-- begin --
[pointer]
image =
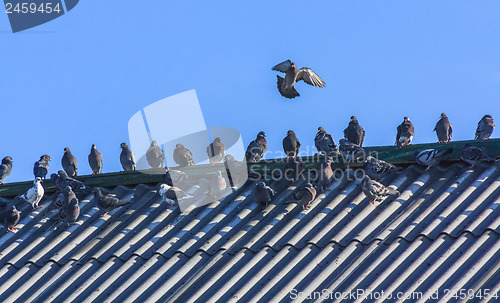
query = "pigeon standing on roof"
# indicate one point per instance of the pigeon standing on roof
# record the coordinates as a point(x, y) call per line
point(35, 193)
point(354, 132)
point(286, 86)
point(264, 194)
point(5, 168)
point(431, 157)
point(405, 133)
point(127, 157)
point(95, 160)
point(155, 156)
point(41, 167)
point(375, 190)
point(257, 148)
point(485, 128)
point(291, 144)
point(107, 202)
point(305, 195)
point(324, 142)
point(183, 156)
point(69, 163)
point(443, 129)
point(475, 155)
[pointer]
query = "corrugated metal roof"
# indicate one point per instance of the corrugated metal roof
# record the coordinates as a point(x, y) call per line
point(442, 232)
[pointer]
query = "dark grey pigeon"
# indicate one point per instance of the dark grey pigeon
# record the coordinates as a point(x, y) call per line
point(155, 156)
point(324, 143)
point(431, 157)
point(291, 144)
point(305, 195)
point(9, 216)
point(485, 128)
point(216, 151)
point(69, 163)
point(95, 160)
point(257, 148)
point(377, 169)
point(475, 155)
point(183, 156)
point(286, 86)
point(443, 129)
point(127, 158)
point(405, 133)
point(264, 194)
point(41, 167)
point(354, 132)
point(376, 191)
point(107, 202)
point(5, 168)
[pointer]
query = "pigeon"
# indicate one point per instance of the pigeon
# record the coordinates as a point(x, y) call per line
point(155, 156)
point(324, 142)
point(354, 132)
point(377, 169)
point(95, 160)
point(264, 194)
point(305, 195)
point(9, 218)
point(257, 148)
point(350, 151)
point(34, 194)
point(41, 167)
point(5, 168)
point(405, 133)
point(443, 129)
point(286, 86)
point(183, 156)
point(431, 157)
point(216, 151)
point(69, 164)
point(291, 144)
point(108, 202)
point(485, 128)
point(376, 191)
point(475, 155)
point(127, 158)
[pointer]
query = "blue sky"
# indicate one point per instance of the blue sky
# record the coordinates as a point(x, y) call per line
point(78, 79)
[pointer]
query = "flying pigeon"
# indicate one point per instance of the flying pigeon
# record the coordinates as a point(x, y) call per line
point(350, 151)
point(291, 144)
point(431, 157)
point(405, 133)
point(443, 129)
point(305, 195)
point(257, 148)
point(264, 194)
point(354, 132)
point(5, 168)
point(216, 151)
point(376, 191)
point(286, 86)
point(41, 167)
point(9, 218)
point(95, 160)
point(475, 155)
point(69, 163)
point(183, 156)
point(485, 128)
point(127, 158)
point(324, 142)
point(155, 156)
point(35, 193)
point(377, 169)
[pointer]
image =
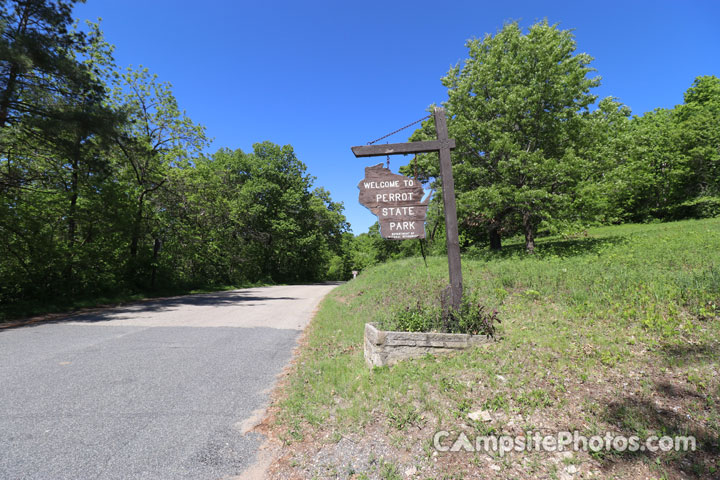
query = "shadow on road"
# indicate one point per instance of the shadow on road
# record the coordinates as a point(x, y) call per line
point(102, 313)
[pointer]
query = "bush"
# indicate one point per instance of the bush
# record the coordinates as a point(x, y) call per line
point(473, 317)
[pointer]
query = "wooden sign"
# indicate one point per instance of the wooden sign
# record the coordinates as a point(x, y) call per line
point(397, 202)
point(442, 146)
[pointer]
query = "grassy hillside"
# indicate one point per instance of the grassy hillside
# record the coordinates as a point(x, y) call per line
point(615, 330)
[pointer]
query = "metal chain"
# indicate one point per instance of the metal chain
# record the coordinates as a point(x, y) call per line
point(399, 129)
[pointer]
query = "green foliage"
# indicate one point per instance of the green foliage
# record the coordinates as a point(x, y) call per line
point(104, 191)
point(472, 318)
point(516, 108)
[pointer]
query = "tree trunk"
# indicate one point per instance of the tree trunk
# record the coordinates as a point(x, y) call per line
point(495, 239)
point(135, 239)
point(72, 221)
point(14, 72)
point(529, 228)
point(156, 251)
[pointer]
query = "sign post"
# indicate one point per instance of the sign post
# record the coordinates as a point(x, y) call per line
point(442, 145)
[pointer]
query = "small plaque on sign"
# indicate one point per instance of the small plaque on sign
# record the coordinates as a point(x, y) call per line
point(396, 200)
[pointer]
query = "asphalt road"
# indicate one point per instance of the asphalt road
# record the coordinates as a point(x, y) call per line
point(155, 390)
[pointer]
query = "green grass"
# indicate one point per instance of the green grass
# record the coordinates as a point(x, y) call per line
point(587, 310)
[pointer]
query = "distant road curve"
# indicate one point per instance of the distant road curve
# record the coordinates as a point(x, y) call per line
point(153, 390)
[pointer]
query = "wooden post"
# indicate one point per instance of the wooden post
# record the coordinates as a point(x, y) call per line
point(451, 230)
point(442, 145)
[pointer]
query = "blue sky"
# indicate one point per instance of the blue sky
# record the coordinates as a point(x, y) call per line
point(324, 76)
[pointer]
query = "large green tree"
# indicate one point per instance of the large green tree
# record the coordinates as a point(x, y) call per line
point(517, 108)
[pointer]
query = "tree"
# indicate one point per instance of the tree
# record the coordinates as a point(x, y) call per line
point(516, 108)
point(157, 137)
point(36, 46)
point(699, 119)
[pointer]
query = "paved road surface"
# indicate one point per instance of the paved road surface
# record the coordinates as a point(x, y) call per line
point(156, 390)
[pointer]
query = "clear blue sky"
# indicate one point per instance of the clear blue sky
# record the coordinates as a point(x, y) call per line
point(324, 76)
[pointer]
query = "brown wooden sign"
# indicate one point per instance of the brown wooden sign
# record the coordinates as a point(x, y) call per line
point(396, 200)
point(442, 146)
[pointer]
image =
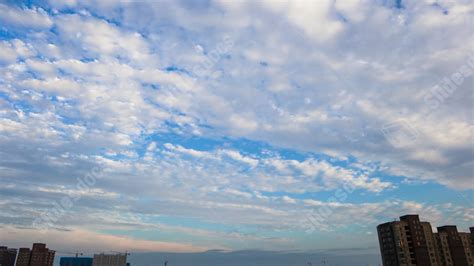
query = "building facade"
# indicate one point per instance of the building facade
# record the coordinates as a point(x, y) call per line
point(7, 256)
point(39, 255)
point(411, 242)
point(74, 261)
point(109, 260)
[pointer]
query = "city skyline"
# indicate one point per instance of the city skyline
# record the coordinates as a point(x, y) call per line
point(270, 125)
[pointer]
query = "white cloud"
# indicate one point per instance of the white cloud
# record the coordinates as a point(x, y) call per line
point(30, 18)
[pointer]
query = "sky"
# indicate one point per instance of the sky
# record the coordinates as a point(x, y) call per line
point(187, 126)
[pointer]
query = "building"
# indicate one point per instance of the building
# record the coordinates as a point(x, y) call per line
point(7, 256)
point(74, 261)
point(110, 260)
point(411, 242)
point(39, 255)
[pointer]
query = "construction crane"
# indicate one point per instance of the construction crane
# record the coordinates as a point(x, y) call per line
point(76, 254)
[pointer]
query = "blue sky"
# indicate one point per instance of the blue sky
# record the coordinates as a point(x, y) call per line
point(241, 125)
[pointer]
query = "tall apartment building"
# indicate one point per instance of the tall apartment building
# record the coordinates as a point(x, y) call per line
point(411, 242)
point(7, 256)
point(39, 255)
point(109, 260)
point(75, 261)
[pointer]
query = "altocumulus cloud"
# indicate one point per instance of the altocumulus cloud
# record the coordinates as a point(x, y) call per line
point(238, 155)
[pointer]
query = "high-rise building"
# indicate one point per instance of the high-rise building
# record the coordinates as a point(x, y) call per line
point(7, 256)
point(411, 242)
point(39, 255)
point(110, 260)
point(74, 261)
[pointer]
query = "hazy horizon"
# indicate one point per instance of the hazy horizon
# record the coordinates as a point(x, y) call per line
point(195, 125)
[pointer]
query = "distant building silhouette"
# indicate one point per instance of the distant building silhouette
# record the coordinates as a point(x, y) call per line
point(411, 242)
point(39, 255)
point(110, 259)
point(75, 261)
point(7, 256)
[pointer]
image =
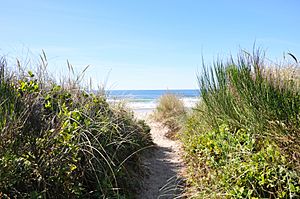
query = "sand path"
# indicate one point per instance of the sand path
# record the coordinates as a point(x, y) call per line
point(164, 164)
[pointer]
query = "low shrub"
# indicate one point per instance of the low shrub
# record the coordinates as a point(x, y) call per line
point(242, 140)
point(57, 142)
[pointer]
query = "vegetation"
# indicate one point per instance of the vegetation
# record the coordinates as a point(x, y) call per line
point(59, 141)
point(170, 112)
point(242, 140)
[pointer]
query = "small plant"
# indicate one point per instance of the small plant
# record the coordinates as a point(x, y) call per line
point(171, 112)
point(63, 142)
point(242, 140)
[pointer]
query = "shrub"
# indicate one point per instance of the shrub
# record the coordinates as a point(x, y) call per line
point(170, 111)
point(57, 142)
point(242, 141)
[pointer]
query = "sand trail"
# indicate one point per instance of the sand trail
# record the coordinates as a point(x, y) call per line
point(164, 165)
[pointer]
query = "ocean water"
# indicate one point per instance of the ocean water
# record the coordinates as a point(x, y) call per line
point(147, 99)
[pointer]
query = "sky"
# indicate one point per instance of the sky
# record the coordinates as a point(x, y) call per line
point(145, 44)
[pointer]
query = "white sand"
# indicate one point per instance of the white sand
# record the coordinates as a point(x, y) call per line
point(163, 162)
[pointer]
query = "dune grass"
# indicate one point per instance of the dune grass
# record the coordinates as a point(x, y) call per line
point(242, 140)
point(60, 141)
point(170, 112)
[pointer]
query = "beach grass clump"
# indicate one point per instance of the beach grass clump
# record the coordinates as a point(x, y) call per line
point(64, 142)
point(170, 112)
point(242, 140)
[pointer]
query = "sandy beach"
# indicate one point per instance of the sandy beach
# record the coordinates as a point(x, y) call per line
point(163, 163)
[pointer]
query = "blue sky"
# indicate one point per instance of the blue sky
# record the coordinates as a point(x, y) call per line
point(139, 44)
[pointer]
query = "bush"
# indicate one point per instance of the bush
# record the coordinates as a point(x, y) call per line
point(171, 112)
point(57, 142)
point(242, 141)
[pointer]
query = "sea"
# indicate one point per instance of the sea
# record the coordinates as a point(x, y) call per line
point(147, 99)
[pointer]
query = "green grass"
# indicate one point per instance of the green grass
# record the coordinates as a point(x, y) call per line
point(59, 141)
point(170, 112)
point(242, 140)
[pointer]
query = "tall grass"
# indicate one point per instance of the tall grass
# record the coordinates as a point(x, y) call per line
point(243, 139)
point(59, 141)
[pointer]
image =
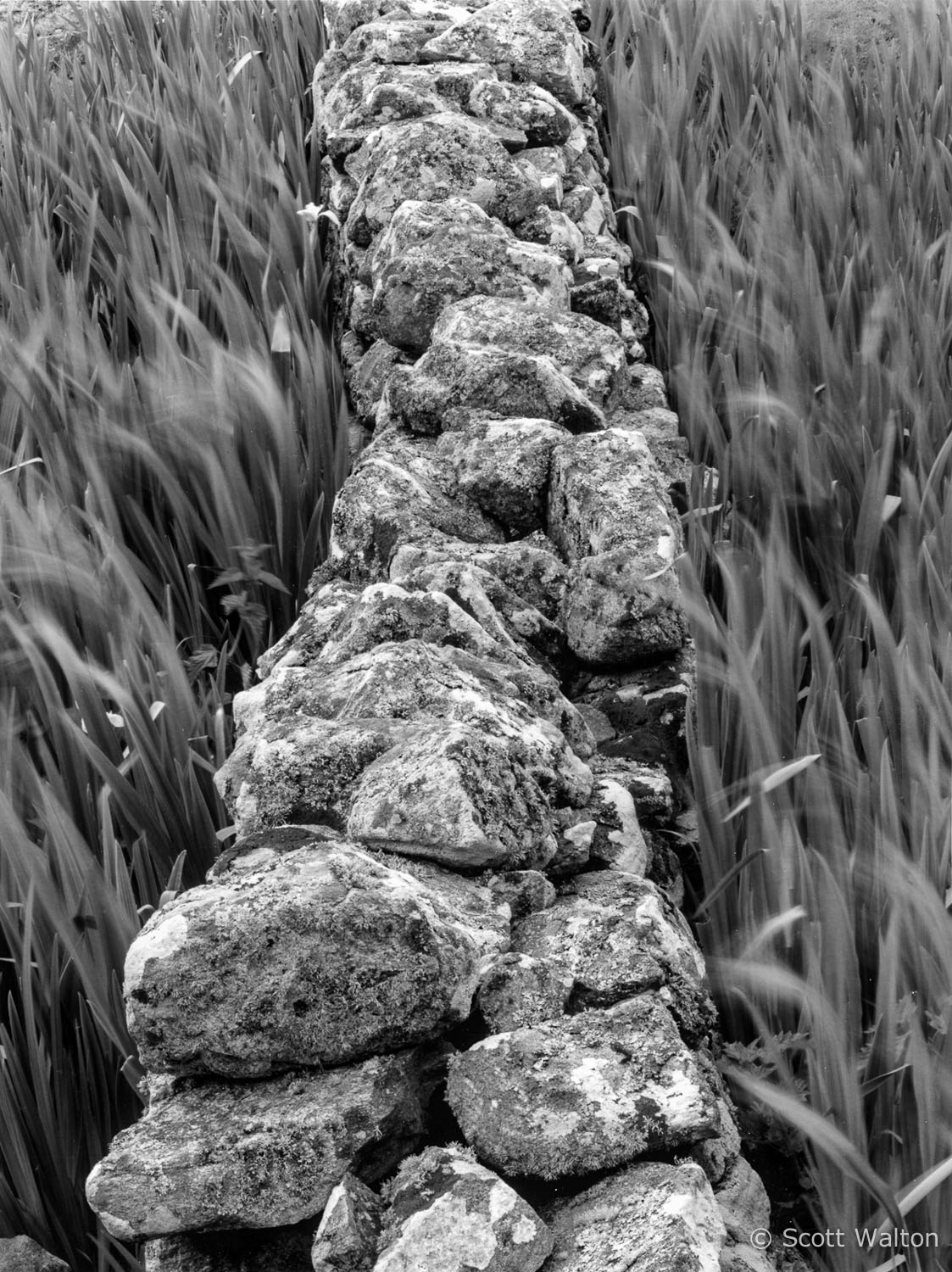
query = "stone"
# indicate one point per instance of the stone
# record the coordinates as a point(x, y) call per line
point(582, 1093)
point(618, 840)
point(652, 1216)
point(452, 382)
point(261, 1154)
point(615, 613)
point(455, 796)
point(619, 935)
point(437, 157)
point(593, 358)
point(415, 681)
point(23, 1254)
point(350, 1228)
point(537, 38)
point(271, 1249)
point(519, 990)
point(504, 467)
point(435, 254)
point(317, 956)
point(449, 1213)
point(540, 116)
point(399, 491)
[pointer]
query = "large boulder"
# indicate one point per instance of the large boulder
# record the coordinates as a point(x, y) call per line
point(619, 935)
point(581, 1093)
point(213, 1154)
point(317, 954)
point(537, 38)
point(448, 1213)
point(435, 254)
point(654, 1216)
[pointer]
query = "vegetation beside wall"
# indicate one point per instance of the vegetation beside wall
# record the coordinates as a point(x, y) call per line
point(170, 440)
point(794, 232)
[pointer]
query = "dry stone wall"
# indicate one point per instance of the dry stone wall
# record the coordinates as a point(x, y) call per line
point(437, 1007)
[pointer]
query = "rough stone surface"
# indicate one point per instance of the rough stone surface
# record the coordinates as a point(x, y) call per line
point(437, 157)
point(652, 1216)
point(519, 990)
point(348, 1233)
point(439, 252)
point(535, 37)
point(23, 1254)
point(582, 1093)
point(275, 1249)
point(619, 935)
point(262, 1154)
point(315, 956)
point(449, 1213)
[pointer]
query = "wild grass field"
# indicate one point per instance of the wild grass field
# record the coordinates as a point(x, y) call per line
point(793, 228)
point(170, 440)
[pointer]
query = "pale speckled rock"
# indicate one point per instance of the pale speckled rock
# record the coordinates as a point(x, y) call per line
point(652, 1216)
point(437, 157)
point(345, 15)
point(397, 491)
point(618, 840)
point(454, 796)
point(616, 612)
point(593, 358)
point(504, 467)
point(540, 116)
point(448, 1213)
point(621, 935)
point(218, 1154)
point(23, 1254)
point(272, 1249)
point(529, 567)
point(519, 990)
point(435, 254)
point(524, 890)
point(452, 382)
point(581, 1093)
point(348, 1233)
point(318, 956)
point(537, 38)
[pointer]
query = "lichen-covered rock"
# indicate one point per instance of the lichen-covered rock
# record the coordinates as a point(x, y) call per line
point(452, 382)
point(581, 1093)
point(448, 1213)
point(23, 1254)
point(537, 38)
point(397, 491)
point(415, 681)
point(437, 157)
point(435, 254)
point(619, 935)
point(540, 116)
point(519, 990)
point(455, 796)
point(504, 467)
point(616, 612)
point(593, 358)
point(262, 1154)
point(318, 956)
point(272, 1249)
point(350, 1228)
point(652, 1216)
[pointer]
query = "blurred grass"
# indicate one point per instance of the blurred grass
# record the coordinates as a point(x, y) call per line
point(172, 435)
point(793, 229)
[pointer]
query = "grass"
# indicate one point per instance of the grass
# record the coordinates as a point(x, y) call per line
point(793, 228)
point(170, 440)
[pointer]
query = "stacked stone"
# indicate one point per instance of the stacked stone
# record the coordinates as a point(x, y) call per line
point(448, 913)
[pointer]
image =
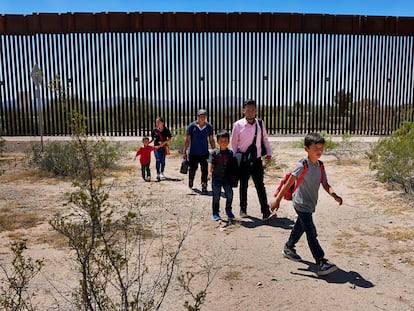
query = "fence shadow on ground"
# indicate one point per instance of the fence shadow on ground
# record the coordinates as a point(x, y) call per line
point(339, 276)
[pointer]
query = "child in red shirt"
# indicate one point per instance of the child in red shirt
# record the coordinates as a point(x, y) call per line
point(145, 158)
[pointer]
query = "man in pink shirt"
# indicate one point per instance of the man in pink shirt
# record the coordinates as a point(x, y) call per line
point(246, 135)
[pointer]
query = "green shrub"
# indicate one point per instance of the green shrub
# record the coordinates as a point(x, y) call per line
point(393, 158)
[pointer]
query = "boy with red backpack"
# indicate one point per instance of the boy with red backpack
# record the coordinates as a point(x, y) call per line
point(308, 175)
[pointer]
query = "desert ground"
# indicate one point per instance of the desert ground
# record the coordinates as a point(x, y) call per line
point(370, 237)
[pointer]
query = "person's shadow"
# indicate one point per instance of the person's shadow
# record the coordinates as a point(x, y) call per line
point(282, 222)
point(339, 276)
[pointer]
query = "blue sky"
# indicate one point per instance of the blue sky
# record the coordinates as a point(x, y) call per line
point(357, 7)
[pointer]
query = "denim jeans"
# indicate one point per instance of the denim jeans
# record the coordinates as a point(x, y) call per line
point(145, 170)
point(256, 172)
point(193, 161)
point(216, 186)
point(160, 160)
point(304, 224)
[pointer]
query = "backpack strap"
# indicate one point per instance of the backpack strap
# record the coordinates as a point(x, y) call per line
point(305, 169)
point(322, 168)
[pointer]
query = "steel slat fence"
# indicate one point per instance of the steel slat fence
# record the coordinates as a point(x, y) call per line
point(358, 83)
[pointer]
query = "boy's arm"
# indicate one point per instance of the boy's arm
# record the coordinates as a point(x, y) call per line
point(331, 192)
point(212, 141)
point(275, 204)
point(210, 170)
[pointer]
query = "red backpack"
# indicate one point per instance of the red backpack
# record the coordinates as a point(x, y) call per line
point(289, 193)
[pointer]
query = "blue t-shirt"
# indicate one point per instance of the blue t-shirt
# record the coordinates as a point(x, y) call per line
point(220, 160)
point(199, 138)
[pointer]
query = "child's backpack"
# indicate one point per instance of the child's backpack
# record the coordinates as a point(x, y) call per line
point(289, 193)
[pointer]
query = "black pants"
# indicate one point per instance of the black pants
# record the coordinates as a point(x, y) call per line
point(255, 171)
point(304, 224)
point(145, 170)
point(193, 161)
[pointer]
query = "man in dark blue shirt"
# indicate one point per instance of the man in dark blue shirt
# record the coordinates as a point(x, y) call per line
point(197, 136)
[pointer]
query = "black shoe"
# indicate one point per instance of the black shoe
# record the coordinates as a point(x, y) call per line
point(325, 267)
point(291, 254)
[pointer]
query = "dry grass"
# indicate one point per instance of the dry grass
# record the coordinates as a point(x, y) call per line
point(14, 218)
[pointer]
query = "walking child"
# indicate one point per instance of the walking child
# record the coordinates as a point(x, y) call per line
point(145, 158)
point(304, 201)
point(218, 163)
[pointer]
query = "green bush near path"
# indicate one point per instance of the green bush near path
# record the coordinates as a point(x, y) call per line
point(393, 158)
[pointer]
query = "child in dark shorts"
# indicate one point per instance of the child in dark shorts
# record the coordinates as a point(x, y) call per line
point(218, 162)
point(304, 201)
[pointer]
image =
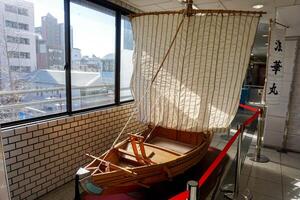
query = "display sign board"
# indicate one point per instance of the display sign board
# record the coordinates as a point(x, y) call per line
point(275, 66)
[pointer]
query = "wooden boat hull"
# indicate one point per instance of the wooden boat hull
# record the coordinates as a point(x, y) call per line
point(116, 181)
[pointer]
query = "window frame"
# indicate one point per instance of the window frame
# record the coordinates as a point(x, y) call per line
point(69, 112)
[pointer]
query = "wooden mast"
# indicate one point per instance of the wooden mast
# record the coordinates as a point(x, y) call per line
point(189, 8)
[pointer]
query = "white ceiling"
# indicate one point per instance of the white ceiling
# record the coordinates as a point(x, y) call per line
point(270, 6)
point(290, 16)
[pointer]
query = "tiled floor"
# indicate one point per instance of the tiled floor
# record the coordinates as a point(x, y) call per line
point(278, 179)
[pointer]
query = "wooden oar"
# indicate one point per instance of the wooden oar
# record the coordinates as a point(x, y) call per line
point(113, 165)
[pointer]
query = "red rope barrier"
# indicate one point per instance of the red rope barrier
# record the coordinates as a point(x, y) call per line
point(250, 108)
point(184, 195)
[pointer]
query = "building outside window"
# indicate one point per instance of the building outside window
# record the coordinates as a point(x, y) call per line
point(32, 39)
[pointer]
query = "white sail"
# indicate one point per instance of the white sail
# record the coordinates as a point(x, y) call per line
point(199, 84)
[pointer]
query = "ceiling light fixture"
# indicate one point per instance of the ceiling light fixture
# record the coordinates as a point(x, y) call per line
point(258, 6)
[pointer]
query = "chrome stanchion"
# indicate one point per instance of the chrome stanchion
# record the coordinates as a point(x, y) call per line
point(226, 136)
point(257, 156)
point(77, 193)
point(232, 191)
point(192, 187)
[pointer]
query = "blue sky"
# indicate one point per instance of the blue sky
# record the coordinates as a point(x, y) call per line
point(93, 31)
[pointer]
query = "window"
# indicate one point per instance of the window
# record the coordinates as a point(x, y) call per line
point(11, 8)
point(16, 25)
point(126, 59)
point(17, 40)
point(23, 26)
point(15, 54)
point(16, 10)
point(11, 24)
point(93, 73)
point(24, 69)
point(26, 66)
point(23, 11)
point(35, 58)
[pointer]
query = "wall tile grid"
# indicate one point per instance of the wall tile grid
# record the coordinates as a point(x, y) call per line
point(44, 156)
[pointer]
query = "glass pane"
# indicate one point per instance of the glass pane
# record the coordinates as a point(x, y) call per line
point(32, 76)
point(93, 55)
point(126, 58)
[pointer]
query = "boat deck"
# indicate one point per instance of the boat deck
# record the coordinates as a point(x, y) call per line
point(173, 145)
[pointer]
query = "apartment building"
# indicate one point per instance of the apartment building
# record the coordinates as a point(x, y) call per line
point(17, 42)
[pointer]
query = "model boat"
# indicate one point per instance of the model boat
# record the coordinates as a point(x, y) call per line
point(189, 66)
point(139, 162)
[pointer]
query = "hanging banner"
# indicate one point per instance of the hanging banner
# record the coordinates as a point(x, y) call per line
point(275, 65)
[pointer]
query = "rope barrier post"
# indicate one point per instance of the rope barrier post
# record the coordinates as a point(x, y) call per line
-- end --
◆ Given task
Repeat the data above word for word, from its first line through the line containing "point(78, 79)". Leave the pictures out of your answer.

◆ Full answer
[pointer]
image =
query = "pigeon standing on roof"
# indicate one point per instance of the pigeon standing on roof
# record the coordinates as a point(x, y) call per line
point(35, 193)
point(354, 132)
point(286, 86)
point(264, 194)
point(5, 168)
point(431, 157)
point(405, 133)
point(127, 157)
point(95, 160)
point(155, 156)
point(41, 167)
point(375, 190)
point(257, 148)
point(485, 128)
point(291, 144)
point(107, 202)
point(305, 195)
point(324, 142)
point(183, 156)
point(69, 163)
point(443, 129)
point(475, 155)
[pointer]
query = "corrugated metal roof"
# indicate one point per instance of the corrugated metal roof
# record the coordinates as a point(x, y) call per line
point(442, 232)
[pointer]
query = "dark grey pigeon"
# indicate one point per instance of the dark grey pigeon
# record the coordinates as a point(x, y) call per line
point(155, 156)
point(324, 143)
point(431, 157)
point(291, 144)
point(305, 195)
point(9, 216)
point(485, 128)
point(216, 151)
point(69, 163)
point(95, 160)
point(257, 148)
point(377, 169)
point(475, 155)
point(183, 156)
point(286, 86)
point(443, 129)
point(127, 158)
point(405, 133)
point(264, 194)
point(41, 167)
point(354, 132)
point(376, 191)
point(107, 202)
point(5, 168)
[pointer]
query = "pigeon"
# indicate one point per instance of the pigeon
# record the coordinates as a point(x, y) call per line
point(155, 156)
point(324, 142)
point(354, 132)
point(377, 169)
point(95, 160)
point(264, 194)
point(305, 195)
point(9, 218)
point(257, 148)
point(350, 151)
point(34, 194)
point(41, 167)
point(5, 168)
point(405, 133)
point(443, 129)
point(286, 86)
point(183, 156)
point(431, 157)
point(216, 151)
point(69, 164)
point(291, 144)
point(108, 202)
point(485, 128)
point(376, 191)
point(475, 155)
point(127, 158)
[pointer]
query = "blue sky"
# indicate one point per instance of the blue sky
# record the coordinates as a point(x, y) call per line
point(78, 79)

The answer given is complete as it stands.